> Textauszug:

▼▼▼

Der überraschend für die WM nominierte Torhüter Joel Birlehm glänzt beim Erfolg gegen Serbien. Das deutsche Team steht vorzeitig in der Hauptrunde.

Emotional: Joel Birlehm freut sich über seine Parade am meisten Foto: imago

Es ist keine allzu steile These, dass ein Handballteam nur mit einem starken Torwart funktioniert. Besser noch mit zweien. Dem ersten Spiel der deutschen Nationalmannschaft bei dieser Weltmeisterschaft in Polen und Schweden drückte Andreas Wolff seinen Stempel auf. Beim 31:27 gegen Katar wehrte er 17 Bälle ab, verletzte sich aber leicht an der Wade. Auch deswegen kam der zweite deutsche Keeper am Sonntagabend in der Spodek-Arena zum Einsatz – und wie.

Joel Birlehm, 25 Jahre alt, ersetzte Wolff nach rund 25 Minuten im Spiel gegen Serbien. Danach brachte er immer wieder Hände oder Füße an den Ball und half der ersten Auswahl des Deutschen Handballbundes (DHB) entscheidend mit, die Serben 34:33 zu besiegen. Nun steht Deutschland mit vier Punkten in der Hauptrunde. Sie beginnt am Donnerstag ebenfalls in Katowice; die Deutschen treffen auf Norwegen, die Niederlande und Nordmazedonien oder Argentinien. Zuvor aber will die Sieben von Bundestrainer Alfred Gislason noch an diesem Dienstag Algerien bezwingen und verlustpunktfrei bleiben.

Ein Zwischenziel ist erreicht, und das deutsche Torwartgespann kann sich auf die Schulter klopfen. Danach war Birlehm am Sonntagabend aber zunächst gar nicht zumute. „Wie war das Endergebnis?“, fragte er in die Runde. Der 196 Zentimeter lange Torwart der Rhein-Neckar Löwen stand noch unter dem Einfluss der spannenden Partie, in der die Deutschen einen Fünf-Tore-Vorsprung aus der 42. Minute beinahe noch verschenkt hätten.

„Joel hat uns den Arsch gerettet“, sagte Spielmacher Juri Knorr, denn Birlehm hielt in den letzten zehn Minuten, als die Deutschen wackelten und kaum eine brauchbare Abwehr hinstellten, drei, vier Würfe, darunter einen Siebenmeter.

Erleichterung im Team

Zu erwarten war diese Leistung schon – und auch wieder nicht. Schon, weil Birlehm bei den Löwen eine starke Hinrunde gespielt hat. Nicht, weil er in den Tests mit dem DHB gegen Island vor der WM kaum etwas angefasst hatte. Auch deswegen sprang die gesamte Bankbesatzung auf, als er Ende der ersten Halbzeit den ersten Ball abwehrte: Sie war erleichtert.

▲▲▲

> Vorliegende Daten:

▼▼▼

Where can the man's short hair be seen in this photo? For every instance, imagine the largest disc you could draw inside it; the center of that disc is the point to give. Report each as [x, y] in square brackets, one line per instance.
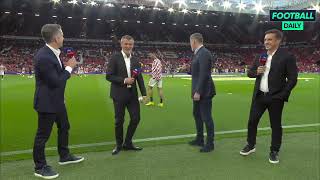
[197, 36]
[127, 37]
[278, 33]
[48, 31]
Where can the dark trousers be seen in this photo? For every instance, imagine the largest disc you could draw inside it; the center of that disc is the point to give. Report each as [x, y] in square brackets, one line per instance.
[258, 107]
[133, 107]
[45, 123]
[202, 115]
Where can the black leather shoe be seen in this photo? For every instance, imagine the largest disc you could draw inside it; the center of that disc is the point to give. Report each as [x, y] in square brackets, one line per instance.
[131, 147]
[116, 150]
[207, 148]
[196, 142]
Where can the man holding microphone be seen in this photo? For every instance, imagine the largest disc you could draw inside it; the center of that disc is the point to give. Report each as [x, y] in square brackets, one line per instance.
[276, 75]
[51, 77]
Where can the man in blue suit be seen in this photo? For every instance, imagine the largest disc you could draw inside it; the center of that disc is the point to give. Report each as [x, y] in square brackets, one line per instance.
[51, 77]
[203, 90]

▲▲▲

> Aufgabe 1:
Beantworte anhand des Berichts über Joel Birlehm jede Frage kurz:
(a) Mit welchem Ergebnis gewann Deutschland das erste Spiel gegen Katar?
(b) Nach wie vielen Minuten ersetzte Birlehm Wolff im Spiel gegen Serbien?
(c) Für welchen Verein spielt Birlehm als Torwart?
> Aufgabe 2:
Prüfe, ob die Aussagen mit dem Bericht über Joel Birlehm übereinstimmen. Antworte jeweils mit Ja oder Nein und belege es mit einem wörtlichen Zitat.
(a) Wolff wehrte gegen Katar 17 Bälle ab.
(b) Die Hauptrunde wird nicht in Katowice ausgetragen.
(c) In den Tests gegen Island vor der WM hielt Birlehm viele Bälle.
> Aufgabe 3:
Setze bitte den Bericht über Joel Birlehm nach seinem letzten Satz fort.
Die Daten braucht man zur Bearbeitung nicht.

> Lösung 1:
(a) 31:27
(b) Nach rund 25 Minuten
(c) Rhein-Neckar Löwen

> Lösung 2:
(a) Ja: „Beim 31:27 gegen Katar wehrte er 17 Bälle ab“
(b) Nein: „Sie beginnt am Donnerstag ebenfalls in Katowice“
(c) Nein: „weil er in den Tests mit dem DHB gegen Island vor der WM kaum etwas angefasst hatte“

> Lösung 3:
Es ist viel die Rede vom guten Teamgeist, und in solchen Momenten sieht man, dass das mehr als eine Phrase ist. „Ich bin stolz, ein Teil dieser Mannschaft zu sein“, sagte Kapitän Johannes Golla selbstlos. Er trägt sie mit seiner Abwehrarbeit, während sie sich vorn auf Knorrs Ideen und die Treffsicherheit von Lukas Mertens verlassen kann – dem Magdeburger gelangen am Sonntag sieben Tore aus sieben Versuchen. Er verkörperte gleich in mehreren Aktionen die Entschlossenheit dieser Gruppe.

Auch andere von hinteren Kaderplätzen versahen ihren Dienst gegen Serbien wenigstens zufriedenstellend; Paul Drux und Simon Ernst in ihren Sekunden-Einsätzen, erst recht Christoph Steinert, der charakterlich und sportlich ein Gewinn ist. Julian Köster und Philipp Weber teilten sich den anstrengenden Job im halblinken Rückraum. Auf der anderen Seite ist der Linkshänder Kai Häfner mit seiner Erfahrung vieler Turniere ruhender Pol.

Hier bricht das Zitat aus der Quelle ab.